* TO DO *
Looking at the records below, state how many lines include the string "ceiling" and add nothing further.

(Dataset entries)
[Start of section]
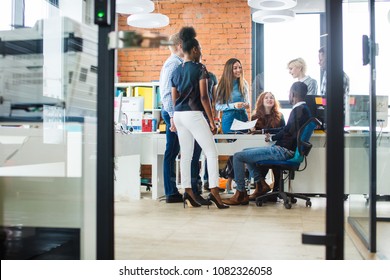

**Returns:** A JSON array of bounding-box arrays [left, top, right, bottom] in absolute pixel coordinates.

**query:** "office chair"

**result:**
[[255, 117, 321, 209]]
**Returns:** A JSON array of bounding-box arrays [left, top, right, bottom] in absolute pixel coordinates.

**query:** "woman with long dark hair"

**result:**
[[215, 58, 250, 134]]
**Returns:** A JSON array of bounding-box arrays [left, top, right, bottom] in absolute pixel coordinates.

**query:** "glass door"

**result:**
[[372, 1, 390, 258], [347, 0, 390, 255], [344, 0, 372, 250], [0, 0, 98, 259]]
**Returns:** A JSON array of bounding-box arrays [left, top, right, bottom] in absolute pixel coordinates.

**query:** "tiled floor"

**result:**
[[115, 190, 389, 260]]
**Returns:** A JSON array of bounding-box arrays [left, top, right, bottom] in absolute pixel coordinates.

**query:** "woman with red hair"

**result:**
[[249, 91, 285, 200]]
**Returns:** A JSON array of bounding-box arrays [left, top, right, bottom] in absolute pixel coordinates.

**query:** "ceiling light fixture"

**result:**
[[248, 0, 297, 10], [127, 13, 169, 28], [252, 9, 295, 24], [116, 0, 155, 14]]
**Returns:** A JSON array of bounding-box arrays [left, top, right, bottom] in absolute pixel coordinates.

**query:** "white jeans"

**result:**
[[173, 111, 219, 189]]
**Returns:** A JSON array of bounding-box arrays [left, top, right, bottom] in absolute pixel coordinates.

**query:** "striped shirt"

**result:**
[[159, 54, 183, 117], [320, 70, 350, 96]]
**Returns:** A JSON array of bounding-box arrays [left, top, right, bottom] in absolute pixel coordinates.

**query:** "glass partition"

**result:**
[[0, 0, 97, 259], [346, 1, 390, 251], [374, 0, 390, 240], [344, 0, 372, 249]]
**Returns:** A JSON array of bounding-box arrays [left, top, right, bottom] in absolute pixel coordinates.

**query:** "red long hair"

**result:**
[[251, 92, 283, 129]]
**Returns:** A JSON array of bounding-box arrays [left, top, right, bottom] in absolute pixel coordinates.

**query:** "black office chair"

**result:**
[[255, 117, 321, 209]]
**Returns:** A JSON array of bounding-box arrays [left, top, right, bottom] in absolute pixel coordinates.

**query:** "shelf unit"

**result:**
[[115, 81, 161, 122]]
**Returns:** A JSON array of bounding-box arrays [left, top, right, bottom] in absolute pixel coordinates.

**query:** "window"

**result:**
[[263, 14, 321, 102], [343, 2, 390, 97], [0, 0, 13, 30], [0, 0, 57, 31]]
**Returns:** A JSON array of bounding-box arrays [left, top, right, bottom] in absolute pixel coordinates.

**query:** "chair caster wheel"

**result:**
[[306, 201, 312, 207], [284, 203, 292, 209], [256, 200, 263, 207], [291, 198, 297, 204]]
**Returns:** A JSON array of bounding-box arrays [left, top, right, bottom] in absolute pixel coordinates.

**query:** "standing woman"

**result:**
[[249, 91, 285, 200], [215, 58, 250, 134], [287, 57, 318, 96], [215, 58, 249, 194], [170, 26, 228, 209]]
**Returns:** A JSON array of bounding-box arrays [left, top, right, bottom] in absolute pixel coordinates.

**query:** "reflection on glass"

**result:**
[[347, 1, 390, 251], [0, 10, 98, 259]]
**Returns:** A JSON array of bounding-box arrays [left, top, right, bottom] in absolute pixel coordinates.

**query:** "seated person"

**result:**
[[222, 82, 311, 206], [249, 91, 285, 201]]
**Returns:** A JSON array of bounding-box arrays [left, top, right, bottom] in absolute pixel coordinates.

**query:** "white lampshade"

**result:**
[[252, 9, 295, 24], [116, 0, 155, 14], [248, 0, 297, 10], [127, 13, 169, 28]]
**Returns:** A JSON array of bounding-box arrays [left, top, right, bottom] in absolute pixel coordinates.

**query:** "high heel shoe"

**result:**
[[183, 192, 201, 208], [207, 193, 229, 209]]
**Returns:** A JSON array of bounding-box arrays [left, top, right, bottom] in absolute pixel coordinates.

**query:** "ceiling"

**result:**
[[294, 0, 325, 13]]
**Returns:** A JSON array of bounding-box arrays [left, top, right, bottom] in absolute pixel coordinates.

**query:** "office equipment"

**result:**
[End of section]
* REPLY *
2